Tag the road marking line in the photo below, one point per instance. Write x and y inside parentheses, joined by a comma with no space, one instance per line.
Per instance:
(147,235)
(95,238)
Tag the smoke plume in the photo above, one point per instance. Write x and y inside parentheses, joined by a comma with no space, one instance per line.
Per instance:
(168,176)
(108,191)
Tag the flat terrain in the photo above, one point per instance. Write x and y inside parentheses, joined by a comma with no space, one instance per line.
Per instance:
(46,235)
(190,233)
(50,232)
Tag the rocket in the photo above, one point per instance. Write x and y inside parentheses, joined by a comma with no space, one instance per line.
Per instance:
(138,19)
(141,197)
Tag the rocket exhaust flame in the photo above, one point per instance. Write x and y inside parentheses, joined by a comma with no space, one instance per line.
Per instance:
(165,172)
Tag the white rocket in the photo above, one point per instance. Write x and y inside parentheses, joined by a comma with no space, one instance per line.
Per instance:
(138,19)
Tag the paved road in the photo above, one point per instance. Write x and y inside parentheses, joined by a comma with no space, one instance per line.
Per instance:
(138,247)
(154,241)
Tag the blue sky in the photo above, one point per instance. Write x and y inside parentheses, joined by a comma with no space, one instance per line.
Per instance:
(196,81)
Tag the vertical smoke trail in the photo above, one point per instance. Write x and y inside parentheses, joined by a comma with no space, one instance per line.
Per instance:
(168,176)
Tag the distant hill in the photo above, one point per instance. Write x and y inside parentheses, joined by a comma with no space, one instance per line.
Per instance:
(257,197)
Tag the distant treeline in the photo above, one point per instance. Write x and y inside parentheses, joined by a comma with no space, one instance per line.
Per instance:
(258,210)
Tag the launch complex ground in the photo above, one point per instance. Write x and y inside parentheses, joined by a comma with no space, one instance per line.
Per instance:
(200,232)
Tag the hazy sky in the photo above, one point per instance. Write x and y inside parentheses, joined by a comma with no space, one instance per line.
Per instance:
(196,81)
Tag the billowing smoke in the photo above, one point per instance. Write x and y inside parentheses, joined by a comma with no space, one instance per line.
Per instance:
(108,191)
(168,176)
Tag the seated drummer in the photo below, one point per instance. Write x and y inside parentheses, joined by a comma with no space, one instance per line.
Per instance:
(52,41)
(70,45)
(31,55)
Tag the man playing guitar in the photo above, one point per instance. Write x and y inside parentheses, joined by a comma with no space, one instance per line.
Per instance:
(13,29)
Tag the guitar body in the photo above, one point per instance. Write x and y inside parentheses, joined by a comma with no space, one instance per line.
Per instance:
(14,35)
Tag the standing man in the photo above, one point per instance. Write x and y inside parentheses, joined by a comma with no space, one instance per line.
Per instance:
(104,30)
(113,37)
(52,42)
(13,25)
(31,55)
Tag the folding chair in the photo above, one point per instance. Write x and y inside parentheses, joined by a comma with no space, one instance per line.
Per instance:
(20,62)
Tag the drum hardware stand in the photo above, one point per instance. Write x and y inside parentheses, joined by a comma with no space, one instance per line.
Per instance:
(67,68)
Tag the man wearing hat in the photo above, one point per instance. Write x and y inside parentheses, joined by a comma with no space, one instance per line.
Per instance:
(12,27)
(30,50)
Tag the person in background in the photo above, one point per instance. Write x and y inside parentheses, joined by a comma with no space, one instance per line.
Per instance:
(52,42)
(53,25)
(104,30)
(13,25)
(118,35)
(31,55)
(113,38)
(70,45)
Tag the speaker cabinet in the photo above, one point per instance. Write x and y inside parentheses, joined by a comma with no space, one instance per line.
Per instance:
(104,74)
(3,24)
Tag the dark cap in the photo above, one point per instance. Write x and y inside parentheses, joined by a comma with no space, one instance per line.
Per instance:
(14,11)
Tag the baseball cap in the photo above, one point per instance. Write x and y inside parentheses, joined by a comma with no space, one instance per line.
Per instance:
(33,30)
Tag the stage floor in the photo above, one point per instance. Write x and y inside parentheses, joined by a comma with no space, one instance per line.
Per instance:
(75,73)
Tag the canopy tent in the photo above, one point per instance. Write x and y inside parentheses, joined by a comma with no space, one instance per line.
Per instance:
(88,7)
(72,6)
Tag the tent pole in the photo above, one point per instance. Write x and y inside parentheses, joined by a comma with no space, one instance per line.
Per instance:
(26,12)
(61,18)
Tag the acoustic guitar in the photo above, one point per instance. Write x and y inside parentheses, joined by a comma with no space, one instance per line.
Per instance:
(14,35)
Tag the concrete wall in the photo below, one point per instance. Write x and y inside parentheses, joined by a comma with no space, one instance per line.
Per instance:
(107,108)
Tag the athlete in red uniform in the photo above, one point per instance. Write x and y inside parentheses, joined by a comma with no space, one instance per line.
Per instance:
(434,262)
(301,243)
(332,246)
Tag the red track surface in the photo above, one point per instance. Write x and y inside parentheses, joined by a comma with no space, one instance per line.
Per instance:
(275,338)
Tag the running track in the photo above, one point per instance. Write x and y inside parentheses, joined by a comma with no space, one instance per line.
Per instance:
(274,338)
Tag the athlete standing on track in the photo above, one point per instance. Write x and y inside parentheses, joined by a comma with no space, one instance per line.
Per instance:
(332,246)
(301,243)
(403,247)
————
--- Given request ---
Go through the records and print each one exactly.

--- Answer to this problem ---
Tag the road marking line in the photo below, one point per instance. Write x and y inside parentheses, joined by a comma with no space, one instance per line.
Per instance:
(147,235)
(95,238)
Tag the smoke plume in the photo above, one point per instance. Write x and y inside parentheses, joined by a comma with no space, one instance per line.
Per instance:
(168,176)
(108,191)
Tag the flat terrain in the photo above, one point per instance. Write x and y inside parentheses, joined by a comma with no space, one instance per line.
Per instance:
(46,235)
(190,233)
(50,232)
Tag the rocket in the photo above, one point per instance. Write x and y inside parentheses, joined by a comma with no space, one instance per line.
Per instance:
(138,19)
(141,197)
Tag the rocket exhaust flame in the photo above, one point per instance. Write x and y inside parentheses, joined by a comma with no space, one instance per line.
Per instance:
(165,172)
Tag the white rocket in the photo above, one point per instance. Write x and y inside parentheses, joined by a comma with no space, one instance per line.
Per instance:
(138,19)
Tag the paved road in the photo above, one point per instance. Write x and y inside parentheses, joined by a comma with no space, one instance per line.
Per instance:
(138,247)
(154,241)
Tag the blue sky in the photo above, one point per instance. Write x and y inside parentheses, joined by a comma with no space, one instance per line.
Per instance:
(196,81)
Tag the vertical smoke trail in the photo above, one point per instance. Write x and y inside parentheses, joined by a comma with no space, one instance per line.
Per instance:
(168,176)
Tag the distant hill in the photo above, one point per instance. Write x and y inside parentheses, joined by a comma with no space, one instance per line.
Per instance:
(257,197)
Tag the distant treeline in the photo above, one point per instance. Write x and y inside parentheses, joined by a comma with no space, one instance per line.
Per instance:
(258,210)
Tag the launch complex ground in the photo above, one point per instance. Write x and y inside parentheses, joined by a comma with no space, one instance per line.
Per instance:
(200,232)
Tag the hazy sky in the photo above, one point per instance. Write x and y inside parentheses, joined by a comma with no space, one instance per line.
Per instance:
(196,81)
Tag the billowing smoke in the photo above, one point per instance. Write x and y inside parentheses, joined by a comma with no space, one instance per line.
Per instance:
(108,191)
(168,176)
Tag the seated drummer in the photo below, one point per instance. Write x and y inside parentheses, joined by a comma with no space, one instance per line.
Per instance:
(52,41)
(70,45)
(31,55)
Tag the man playing guitar in the photo above, one point per instance. Write x and y inside parentheses, joined by a comma with no space, one instance per line.
Per instance:
(13,29)
Tag the guitar body in the photo above, one point per instance. Write x and y inside parentheses, joined by a comma with no space, one instance per line.
Per instance:
(14,35)
Tag the standing man in the photo above, one point per instance. Write x and y inside parentheses, joined by a comma with no space, one instance per line.
Per instance:
(104,30)
(113,37)
(52,42)
(13,25)
(31,55)
Tag the folding chair in the photo above, one point per instance. Write x and y inside parentheses, joined by a comma with no space, one instance per line.
Per instance:
(20,62)
Tag the drum hardware stand in the photo above, one point per instance. Write x and y inside parentheses, joined by a comma with no space, one instance per line.
Per instance:
(67,68)
Tag the man wearing hat in the photo above, one point per instance. Write x and y inside parentheses, joined by a comma with no space, one instance per line.
Per instance:
(12,27)
(30,50)
Tag the person in background in the photo above, one point per instance. Write x and y inside parentheses, joined by a comma with no space, one instance per line.
Per instance:
(52,42)
(53,25)
(104,30)
(13,25)
(118,35)
(31,55)
(113,38)
(70,45)
Tag the speaker cabinet in the photo above, one point per instance. Write x and y inside parentheses, joined by a comma with no space, one instance per line.
Per instance:
(104,74)
(3,24)
Tag the dark cap in the photo above, one point per instance. Write x and y inside parentheses, joined by a comma with no space, one instance per line.
Per instance:
(14,11)
Tag the baseball cap in the photo above, one point per instance. Write x and y inside parentheses, joined by a comma with no space, one instance per line.
Per instance:
(33,30)
Tag the stage floor in the photo above, one point per instance. Write x and y inside parentheses, joined by a comma with no space, one instance per line.
Per instance:
(75,73)
Tag the canopy tent in the photo above, one point per instance. Write x and y inside parentheses, joined by a comma with no space, one instance per line.
Per instance:
(88,7)
(72,6)
Tag the tent pole in the photo above, one point per instance. Write x and y inside parentheses, joined by a comma with no space, one instance per line.
Per instance:
(26,12)
(61,18)
Tag the acoustic guitar in the photo above, one point per instance. Write x and y inside parentheses, joined by a comma with no space, one instance per line.
Per instance:
(14,35)
Tag the concrete wall in the photo below, one point per instance. Write x and y inside parentheses, joined by a comma with no space, one instance per line.
Per instance:
(107,108)
Tag the athlete in red uniform in the photo above, one point per instance. Write x and y inside parentheses, joined by a comma with no space, one instance per line.
Per instance:
(434,262)
(301,243)
(332,246)
Tag the red track surface in the photo above, one point per instance. Write x and y inside parentheses, joined by a comma with no space, one instance per line.
Per instance:
(275,338)
Tag the running track in the photo above, one point per instance. Write x and y inside parentheses, joined by a comma with no space, one instance per line.
Per instance:
(274,338)
Tag the athlete standing on track in the photo above, one point per instance. Write x and y inside parentheses, joined by a comma with no space, one instance per line.
Per instance:
(332,246)
(301,243)
(403,247)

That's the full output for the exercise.